== Segment start ==
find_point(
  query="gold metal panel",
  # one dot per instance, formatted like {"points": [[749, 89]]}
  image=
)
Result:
== Segment end ==
== Segment start ==
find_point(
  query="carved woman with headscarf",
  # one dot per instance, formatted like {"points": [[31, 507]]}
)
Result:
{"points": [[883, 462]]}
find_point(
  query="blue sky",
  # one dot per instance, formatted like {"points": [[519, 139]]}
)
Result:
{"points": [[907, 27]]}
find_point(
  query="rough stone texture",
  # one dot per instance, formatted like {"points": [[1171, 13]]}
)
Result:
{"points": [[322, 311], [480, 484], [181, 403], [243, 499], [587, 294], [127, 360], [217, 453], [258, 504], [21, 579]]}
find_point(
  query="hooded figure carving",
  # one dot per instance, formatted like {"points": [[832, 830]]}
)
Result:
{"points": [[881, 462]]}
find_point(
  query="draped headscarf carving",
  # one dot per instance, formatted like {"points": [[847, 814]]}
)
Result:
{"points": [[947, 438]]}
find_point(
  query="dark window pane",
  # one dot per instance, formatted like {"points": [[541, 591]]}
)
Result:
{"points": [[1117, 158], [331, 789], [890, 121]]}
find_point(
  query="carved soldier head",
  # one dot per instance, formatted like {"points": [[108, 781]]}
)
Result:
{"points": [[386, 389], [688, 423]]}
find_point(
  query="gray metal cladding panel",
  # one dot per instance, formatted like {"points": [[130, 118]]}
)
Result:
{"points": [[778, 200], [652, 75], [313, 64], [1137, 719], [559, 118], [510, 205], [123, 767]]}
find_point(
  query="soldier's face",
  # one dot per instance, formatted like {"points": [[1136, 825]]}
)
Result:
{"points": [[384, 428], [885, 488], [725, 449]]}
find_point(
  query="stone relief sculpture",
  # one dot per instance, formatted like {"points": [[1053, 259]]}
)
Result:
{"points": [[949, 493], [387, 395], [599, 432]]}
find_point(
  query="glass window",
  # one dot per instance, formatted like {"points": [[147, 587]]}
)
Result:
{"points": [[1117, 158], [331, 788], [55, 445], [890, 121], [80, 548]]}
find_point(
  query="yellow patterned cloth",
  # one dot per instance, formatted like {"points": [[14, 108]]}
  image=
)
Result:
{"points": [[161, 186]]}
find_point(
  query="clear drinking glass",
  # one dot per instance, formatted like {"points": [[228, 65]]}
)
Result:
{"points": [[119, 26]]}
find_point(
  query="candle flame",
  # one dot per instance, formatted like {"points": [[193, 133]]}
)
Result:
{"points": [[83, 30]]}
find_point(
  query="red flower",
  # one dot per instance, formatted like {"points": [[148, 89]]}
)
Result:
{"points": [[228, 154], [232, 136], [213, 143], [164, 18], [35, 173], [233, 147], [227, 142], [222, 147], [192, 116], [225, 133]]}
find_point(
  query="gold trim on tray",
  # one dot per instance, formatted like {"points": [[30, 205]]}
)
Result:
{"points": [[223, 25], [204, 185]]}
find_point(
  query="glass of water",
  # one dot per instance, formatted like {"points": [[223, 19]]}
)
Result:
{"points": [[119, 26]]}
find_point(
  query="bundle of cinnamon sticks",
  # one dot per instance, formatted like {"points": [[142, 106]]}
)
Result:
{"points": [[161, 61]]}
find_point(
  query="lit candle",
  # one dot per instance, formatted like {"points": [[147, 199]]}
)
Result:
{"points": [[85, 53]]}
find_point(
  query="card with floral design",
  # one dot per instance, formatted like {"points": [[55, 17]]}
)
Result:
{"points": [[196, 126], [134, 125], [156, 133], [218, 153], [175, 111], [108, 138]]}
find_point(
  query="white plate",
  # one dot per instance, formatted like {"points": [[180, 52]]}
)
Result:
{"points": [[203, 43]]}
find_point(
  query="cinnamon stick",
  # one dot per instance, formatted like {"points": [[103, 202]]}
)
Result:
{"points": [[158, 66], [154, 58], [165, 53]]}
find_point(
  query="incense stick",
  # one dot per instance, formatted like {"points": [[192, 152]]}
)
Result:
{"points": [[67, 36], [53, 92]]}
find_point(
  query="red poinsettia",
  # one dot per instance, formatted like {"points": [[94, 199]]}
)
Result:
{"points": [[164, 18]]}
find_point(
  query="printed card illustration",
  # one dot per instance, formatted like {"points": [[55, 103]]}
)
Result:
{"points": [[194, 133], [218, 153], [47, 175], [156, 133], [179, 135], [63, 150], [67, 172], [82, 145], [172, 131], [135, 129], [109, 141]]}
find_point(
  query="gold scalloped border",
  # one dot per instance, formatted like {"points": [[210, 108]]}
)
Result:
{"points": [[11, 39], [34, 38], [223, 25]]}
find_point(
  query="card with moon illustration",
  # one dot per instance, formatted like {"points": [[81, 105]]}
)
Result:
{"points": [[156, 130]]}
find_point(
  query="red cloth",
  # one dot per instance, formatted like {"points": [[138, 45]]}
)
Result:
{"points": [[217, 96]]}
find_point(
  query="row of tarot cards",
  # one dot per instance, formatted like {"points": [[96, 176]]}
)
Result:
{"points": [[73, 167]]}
== Segment end ==
◆ To do
Filter the listing above for lines with the word "headscarf", and copy each one you find.

◆ Answer space
  query="carved woman with headscarf",
  query="draped headscarf carving",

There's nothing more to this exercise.